Furthermore, many of the most important settings are hidden deep in sub-menus, people detection is flaky, and the timeline view just isn’t very user friendly. This camera may not need a subscription, but its use is surprisingly limited without one. Can Google fix this with software updates, or is it doomed from the start? Here’s our Nest Cam (2021) review.


Nest Cam 2021 Battery With Mount

Nest Cam (2021)

Bottom line: Nest Cam (battery) is the refresh we’ve been looking forward to, offering the same great features without the hard-wired power requirement. Google moved the processing from the cloud to the device itself, enabling faster notifications, removing the need for a subscription, and delivering a better overall experience. It’s just a shame the positive points of this camera are overshadowed by a low-res camera sensor and a poor software experience.

* **DATA**

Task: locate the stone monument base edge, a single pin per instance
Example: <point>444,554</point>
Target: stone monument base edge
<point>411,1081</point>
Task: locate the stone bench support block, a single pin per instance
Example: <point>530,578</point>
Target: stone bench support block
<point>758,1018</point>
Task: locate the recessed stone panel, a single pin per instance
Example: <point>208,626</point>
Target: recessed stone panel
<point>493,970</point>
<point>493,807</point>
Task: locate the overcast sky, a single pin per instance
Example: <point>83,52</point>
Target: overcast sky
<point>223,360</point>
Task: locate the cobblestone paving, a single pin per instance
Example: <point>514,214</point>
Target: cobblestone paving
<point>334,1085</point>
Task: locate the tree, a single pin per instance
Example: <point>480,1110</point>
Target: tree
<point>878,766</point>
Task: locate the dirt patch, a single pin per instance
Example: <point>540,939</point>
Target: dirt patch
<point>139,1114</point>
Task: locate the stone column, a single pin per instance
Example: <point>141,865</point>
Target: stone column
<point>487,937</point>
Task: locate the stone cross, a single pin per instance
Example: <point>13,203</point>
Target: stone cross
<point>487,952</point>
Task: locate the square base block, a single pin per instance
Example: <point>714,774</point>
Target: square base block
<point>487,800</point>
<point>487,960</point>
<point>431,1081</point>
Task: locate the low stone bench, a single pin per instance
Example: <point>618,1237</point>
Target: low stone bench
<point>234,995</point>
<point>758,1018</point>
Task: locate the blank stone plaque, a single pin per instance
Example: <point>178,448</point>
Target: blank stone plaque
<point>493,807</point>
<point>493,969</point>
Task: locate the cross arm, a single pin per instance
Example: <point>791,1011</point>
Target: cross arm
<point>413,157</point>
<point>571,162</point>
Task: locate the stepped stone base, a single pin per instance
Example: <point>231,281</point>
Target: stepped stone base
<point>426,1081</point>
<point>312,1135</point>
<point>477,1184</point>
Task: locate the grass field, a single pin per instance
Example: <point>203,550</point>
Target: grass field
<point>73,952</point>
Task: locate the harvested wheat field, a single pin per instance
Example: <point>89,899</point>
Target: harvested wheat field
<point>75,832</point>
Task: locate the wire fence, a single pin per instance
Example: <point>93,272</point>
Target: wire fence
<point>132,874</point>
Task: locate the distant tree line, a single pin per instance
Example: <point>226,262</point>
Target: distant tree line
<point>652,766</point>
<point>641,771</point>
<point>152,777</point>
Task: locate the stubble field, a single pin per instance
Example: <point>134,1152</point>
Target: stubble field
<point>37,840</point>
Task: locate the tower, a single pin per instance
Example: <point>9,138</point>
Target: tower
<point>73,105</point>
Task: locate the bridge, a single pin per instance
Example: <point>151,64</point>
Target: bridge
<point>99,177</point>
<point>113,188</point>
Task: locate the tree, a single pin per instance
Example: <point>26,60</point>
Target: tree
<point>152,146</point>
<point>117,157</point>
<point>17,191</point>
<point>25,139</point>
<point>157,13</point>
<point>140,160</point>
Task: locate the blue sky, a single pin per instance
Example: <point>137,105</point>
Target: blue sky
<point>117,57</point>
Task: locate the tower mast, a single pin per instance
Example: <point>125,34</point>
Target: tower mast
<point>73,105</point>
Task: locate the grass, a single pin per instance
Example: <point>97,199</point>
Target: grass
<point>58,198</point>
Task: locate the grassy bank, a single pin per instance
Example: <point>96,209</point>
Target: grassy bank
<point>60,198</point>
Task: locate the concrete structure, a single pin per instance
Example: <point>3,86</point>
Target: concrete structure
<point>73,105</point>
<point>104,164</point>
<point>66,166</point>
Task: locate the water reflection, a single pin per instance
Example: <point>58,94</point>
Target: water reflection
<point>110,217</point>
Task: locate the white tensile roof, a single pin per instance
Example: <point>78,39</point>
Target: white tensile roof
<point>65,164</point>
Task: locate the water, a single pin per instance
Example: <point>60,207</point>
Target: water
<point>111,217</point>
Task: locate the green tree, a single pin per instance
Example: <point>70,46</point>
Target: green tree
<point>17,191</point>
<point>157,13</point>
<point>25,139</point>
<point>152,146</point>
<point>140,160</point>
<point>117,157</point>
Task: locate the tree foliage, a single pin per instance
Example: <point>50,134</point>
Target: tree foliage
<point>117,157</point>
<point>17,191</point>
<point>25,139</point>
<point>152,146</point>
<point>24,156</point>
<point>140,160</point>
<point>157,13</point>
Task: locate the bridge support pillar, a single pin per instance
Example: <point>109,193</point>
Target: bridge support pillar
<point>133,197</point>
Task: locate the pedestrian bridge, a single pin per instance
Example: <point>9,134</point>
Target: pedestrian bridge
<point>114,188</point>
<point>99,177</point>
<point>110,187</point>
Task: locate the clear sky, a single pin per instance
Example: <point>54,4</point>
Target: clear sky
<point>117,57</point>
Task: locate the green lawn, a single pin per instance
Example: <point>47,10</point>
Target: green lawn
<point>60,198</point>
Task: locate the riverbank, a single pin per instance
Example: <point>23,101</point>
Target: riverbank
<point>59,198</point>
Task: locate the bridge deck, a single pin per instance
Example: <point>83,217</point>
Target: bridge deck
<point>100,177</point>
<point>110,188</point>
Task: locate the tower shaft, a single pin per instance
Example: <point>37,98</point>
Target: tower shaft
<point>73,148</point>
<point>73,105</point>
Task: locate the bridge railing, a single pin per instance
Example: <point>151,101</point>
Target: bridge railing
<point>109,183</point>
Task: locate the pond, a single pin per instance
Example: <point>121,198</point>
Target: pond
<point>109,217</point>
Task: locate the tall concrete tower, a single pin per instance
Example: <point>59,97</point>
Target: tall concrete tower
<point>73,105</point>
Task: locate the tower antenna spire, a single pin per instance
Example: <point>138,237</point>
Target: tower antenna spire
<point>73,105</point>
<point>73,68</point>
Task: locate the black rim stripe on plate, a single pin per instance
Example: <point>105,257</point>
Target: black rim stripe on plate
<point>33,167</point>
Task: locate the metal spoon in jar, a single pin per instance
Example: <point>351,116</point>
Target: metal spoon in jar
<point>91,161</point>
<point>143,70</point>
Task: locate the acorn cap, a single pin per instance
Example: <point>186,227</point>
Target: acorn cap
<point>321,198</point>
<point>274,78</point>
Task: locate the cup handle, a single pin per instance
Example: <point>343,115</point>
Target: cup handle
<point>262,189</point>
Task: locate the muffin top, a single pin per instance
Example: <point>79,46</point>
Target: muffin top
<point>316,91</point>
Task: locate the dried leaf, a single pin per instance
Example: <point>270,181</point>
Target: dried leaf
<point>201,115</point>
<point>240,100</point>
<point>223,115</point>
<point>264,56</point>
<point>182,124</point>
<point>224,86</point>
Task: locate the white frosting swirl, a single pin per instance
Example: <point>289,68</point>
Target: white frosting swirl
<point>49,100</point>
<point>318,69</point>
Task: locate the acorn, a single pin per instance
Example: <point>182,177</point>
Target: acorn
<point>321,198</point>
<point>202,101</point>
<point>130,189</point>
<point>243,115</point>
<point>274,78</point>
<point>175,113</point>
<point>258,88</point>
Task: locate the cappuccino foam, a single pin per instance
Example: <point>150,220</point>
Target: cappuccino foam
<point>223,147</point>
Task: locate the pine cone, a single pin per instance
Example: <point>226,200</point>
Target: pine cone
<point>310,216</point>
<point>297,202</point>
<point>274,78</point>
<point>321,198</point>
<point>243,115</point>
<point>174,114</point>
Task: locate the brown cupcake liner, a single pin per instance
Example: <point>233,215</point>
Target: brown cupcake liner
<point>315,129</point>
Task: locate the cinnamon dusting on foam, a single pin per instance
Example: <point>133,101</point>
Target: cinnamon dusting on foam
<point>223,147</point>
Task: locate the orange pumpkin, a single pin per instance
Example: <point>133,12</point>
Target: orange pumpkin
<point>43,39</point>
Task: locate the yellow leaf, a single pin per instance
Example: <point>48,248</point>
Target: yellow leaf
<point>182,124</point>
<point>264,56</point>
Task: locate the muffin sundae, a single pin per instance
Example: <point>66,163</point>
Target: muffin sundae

* **OBJECTIVES**
1. Output the stretch of the Nest Cam review from "Nest Cam 2021" through "poor software experience.".
2. List the benefits that the Nest Cam review says came from moving processing from the cloud to the device.
3. Rewrite the paragraph of the Nest Cam review that begins "Bottom line: Nest Cam (battery)" as a short list, keeping its main facts.
The entries have no connection to the Nest Cam review.

* **ANSWER SET**
1.
Nest Cam 2021 Battery With Mount

Nest Cam (2021)

Bottom line: Nest Cam (battery) is the refresh we’ve been looking forward to, offering the same great features without the hard-wired power requirement. Google moved the processing from the cloud to the device itself, enabling faster notifications, removing the need for a subscription, and delivering a better overall experience. It’s just a shame the positive points of this camera are overshadowed by a low-res camera sensor and a poor software experience.

2.
- Faster notifications
- No need for a subscription
- A better overall experience

3.
- Nest Cam (battery) is a refresh that offers the same features without requiring hard-wired power.
- Google moved processing from the cloud to the device, which brings faster notifications, no need for a subscription and a better overall experience.
- A low-res camera sensor and a poor software experience overshadow these strengths.